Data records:
* * *
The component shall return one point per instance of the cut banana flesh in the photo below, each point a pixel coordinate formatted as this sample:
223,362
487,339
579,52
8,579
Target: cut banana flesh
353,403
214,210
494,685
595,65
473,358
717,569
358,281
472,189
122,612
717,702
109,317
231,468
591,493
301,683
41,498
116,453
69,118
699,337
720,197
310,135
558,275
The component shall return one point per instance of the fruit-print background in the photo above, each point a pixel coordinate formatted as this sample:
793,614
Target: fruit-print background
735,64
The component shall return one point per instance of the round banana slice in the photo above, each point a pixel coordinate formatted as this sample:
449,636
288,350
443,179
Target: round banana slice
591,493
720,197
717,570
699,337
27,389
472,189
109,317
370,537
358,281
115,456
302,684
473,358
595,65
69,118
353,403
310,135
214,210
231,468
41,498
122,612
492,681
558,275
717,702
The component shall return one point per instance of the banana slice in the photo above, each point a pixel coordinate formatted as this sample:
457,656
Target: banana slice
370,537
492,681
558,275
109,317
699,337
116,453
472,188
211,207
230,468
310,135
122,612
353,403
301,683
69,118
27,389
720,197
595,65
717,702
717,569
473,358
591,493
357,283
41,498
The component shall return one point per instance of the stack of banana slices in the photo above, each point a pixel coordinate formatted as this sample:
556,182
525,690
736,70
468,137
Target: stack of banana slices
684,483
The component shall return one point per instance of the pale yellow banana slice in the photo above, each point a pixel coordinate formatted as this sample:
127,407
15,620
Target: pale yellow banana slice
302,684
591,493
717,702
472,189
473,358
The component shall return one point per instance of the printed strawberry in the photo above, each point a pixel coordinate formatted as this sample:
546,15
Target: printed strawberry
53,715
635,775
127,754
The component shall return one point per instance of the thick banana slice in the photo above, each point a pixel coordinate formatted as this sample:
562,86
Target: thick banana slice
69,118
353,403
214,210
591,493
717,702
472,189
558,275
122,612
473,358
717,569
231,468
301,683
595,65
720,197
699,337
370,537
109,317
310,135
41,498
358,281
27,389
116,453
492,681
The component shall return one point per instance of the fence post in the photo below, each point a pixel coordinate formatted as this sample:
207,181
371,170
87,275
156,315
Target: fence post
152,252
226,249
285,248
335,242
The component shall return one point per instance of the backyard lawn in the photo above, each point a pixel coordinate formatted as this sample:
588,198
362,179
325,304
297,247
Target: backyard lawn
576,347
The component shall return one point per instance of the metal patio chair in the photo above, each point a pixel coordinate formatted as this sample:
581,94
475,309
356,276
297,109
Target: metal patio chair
* * *
EXERCISE: Only an exact transcription of all the entries will do.

RESPONSE TO THE EXERCISE:
The component shall return one point per instance of the cut banana flesh in the photo below, each point a pixel coordinate formatted as this sample:
223,362
487,339
579,52
8,579
Target: cut banana flesh
353,403
214,210
494,685
595,65
473,358
717,569
358,281
472,189
122,612
717,702
109,317
231,468
591,493
301,683
41,498
116,453
69,118
699,337
720,197
310,135
558,275
The component shall return one point per instance of the fruit-print background in the photo above, each point a pixel coordinate formatted as this sample:
793,614
Target: fruit-print background
735,64
The component shall return one point per instance of the round banana slice in the photo above, each point a pixel coordinate formatted as this sample:
449,636
288,350
443,179
Target: round banana slice
591,493
720,197
717,570
699,337
27,389
472,189
109,317
370,537
358,281
115,456
302,684
473,358
595,65
69,118
353,403
310,135
214,210
231,468
41,498
122,612
492,681
558,275
717,702
The component shall return one point per instance of the banana slice in the photo above, each point a pixel coordinate formatted as this sample:
457,656
Target: banana slice
370,537
492,681
558,275
109,317
699,337
116,453
472,188
211,207
230,468
310,135
122,612
353,403
301,683
69,118
27,389
720,197
595,65
717,702
717,569
473,358
591,493
357,283
41,498
The component shall return one point per instance of the stack of banana slices in the photo above, each point a pixel coordinate formatted as this sample:
556,182
525,690
736,70
468,137
Target: stack of banana slices
684,483
The component shall return one point per instance of the pale yellow banana slice in the photo above, each point a pixel coordinate formatted as this sample:
127,407
15,620
Target: pale yellow banana slice
302,684
591,493
717,702
472,189
473,358
The component shall return one point per instance of the printed strawberry in the photo above, each point a pixel coordinate formatted as this sample:
546,15
Target: printed strawberry
53,715
635,775
127,754
The component shall return one point per instance of the thick banana slice in the photo above, each point a pixel coordinate formatted as this sample:
562,86
Target: thick banana slice
69,118
353,403
214,210
591,493
717,702
472,189
558,275
122,612
473,358
717,569
231,468
301,683
595,65
720,197
699,337
370,537
109,317
310,135
41,498
358,281
27,389
116,453
492,681
The component shall return one point per instance of the fence post in the photo below, each point a pixel coordinate formatted as this sample:
207,181
371,170
87,275
156,315
Target: fence post
152,252
226,249
285,248
335,242
The component shall return one point per instance of the backyard lawn in the photo above, each point a pixel coordinate formatted as this sample:
588,198
362,179
325,304
297,247
Target: backyard lawn
576,347
The component shall return one point per instance of the metal patio chair in the photo above, each point a pixel coordinate formatted as this sample:
581,94
475,309
356,276
297,109
Target: metal patio chair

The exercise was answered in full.